## WORK TO DO
Present the lines in the block of data below as a Markdown table with two columns, No. and Text, giving each line its row number and omitting any blank lines.

A block of data:

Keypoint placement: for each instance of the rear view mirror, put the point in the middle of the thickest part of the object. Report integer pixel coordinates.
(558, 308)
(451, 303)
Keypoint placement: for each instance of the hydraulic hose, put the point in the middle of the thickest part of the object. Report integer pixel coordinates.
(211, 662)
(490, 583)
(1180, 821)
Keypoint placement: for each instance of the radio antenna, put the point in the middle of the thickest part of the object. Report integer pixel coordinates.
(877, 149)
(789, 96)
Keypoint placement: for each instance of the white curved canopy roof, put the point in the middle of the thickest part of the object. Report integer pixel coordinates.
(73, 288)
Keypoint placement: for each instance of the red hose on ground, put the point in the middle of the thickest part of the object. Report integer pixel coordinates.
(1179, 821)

## TASK OUTPUT
| No. | Text |
|---|---|
| 1 | Keypoint placement: for each instance of the rear view mirror, put the point in the middle of the thickest part of the object. Report integer pixel coordinates. |
| 2 | (558, 308) |
| 3 | (451, 303) |
| 4 | Keypoint placement: for each instance of the hydraulic hose, put the point in the middle of the thickest part of the object. Report integer pixel coordinates. |
| 5 | (211, 662) |
| 6 | (490, 583) |
| 7 | (1180, 821) |
| 8 | Keypoint placement: for each instance of the radio antenna, put the point in the middle of the thickest part of the object. Report integer pixel coordinates. |
| 9 | (877, 149) |
| 10 | (789, 96) |
| 11 | Keypoint placement: for each instance of the white curved canopy roof, put the point in the middle of the thickest part of the object. Report integer pixel coordinates. |
| 12 | (73, 288) |
| 13 | Keypoint placement: for each instance of the red hose on ground, put the point in the middle of the thickest part of the object. Report integer pixel coordinates. |
| 14 | (1179, 821) |